-- EXERCISE INPUT follows --
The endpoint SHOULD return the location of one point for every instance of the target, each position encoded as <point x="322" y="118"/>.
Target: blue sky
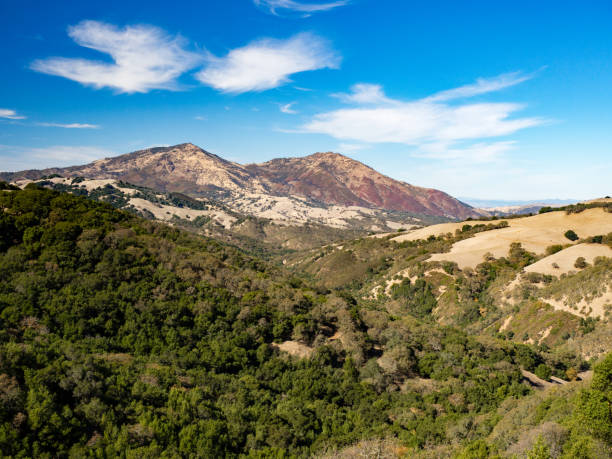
<point x="494" y="100"/>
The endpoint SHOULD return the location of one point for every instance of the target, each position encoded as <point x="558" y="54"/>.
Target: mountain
<point x="126" y="337"/>
<point x="335" y="179"/>
<point x="327" y="178"/>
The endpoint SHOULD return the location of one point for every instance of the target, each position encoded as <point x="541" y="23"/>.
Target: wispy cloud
-- EXERCISE INPUT concluded --
_GOAL OF THE EXERCISE_. Pick out each line above that includes "every" and show it.

_TASK OUTPUT_.
The endpoint SHOULD return the location of one point for every instance of the target, each position encoded as <point x="322" y="118"/>.
The endpoint SHOULD return the location of one point for every instance of the target, each position encoded as <point x="558" y="54"/>.
The endpoint SHOULD return the location of one point for every instance of the target, each position encoded as <point x="541" y="23"/>.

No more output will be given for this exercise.